→ Supplied passage
Colombian Senator Maria Fernanda Cabal said, “With President Uribe, we got as small as 40,000 hectares. With President Santos, who sold to the world that he was the peacemaker, we are getting to 300,000 hectares.”
Eradication efforts haven’t been as effective in recent years due to concerns about the health risks of spraying coca fields from the air.
Sen. Cabal said, “We have sixteen soldiers, policemen, and eradicators killed by mines because the guerrillas put mines everywhere around.”
CBN News wanted to track a group of migrants we saw going into the Darien Gap on the Colombia side when they came out the other end. So this reporter took a quick flight to Panama to the other side of the Darien to try and meet up with them. The drug cartels are recruiting young local guys wearing backpacks full of drugs and then salting them in among the migrants. The migrants then get preferential treatment at the border as the officials look the other way, so that allows these guys to get their drugs north without being stopped at the border.
CBN News made it to the camp where the migrants were being kept, but COVID restrictions kept us from entering. We did manage to get through to a 16-year-old Haitian migrant named Madeisy on the phone.
Madeisy told us the journey had been harrowing. “Many people died. One woman drowned, and two other men lost their wives. Many people died,” she said.

→ Questions on the material
a) Answer these from the report on coca and the Darien Gap, one line each:
(i) How many hectares did Senator Cabal say Colombia was reaching under President Santos?
(ii) How many soldiers, policemen, and eradicators did she say were killed by mines?
(iii) How old was Madeisy?
b) Go on with the report on coca and the Darien Gap, starting right after its last sentence.
The rows that come next have nothing to do with the report on coca and the Darien Gap.

→ Extracted records

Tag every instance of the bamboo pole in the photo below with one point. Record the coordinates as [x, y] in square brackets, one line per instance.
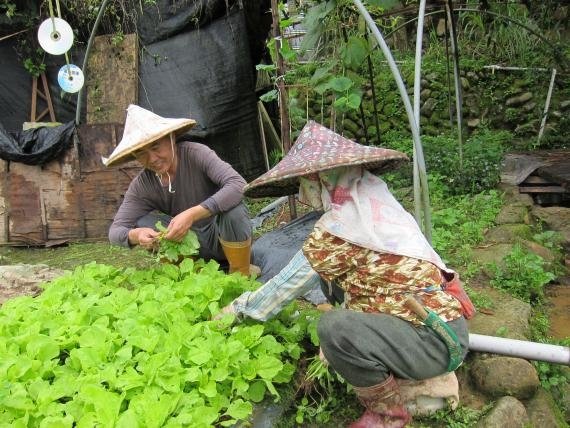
[456, 77]
[283, 98]
[546, 105]
[86, 57]
[409, 111]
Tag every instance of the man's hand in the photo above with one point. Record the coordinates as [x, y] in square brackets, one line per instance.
[180, 224]
[144, 236]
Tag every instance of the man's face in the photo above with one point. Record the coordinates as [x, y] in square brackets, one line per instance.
[158, 157]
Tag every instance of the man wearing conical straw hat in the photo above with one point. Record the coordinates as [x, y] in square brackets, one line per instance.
[187, 184]
[371, 256]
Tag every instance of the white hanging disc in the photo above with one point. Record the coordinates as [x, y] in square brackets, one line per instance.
[55, 36]
[70, 78]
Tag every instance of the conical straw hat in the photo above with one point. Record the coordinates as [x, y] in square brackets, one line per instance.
[142, 128]
[319, 149]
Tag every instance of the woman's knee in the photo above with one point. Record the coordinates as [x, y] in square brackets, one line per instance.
[235, 224]
[330, 327]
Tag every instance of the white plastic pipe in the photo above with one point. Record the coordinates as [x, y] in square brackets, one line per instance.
[520, 348]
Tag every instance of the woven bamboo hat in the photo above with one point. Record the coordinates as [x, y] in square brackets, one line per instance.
[319, 149]
[142, 128]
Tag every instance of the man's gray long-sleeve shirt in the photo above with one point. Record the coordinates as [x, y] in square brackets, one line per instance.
[202, 178]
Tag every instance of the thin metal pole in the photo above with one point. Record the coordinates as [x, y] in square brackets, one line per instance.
[546, 105]
[283, 98]
[86, 57]
[417, 91]
[409, 111]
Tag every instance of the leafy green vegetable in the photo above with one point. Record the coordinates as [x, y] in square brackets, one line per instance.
[174, 251]
[126, 348]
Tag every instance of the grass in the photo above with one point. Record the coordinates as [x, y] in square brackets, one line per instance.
[69, 256]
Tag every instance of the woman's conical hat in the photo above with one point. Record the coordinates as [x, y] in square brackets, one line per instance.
[142, 128]
[319, 149]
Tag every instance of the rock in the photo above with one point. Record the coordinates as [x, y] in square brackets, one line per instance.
[546, 254]
[509, 317]
[511, 214]
[440, 30]
[529, 106]
[472, 76]
[542, 410]
[506, 233]
[24, 280]
[491, 254]
[513, 196]
[500, 376]
[508, 412]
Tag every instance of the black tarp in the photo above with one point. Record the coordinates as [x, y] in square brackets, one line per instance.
[196, 61]
[36, 146]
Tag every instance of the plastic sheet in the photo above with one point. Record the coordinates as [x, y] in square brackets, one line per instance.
[36, 146]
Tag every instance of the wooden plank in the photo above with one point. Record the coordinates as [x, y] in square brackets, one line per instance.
[543, 189]
[534, 179]
[24, 209]
[112, 81]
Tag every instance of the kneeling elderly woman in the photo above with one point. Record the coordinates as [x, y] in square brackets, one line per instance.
[366, 244]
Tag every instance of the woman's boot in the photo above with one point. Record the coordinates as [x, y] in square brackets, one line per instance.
[238, 255]
[384, 406]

→ Solved problems
a)
(i) 300,000 hectares
(ii) Sixteen
(iii) 16

b)
In all, 12 of the 70 or so migrants we witnessed at the start of their journey did not survive, including a 10-month-old baby who succumbed to dysentery. In addition, she told us the entire group was robbed at gunpoint, and at least a dozen women were raped by cartel members.
Still, they keep coming. Locals say the number of migrants is up fourfold in the last two months. The flow of cocaine is keeping pace – Panama seized more than 1.5 tons a week for the past year. But while the cartels have to evade authorities to move their drugs, the flow of people is much easier, because the migrants get support from local governments as they transit Central America.
Former ICE agent Victor Avila told us, “We used to have human traffickers and drug traffickers. Well, that no longer exists. It’s now all the cartels. You will encounter the cartels, you will have to pay the piso, the plaza, the cuota to them, whether you are going to turn yourself in or not, these people are paying $3,500, $4,000 a head, to even turn themselves in to seek asylum.”
So whether it’s Haitians or heroin, Cubans or cocaine, the narcos are getting rich either way.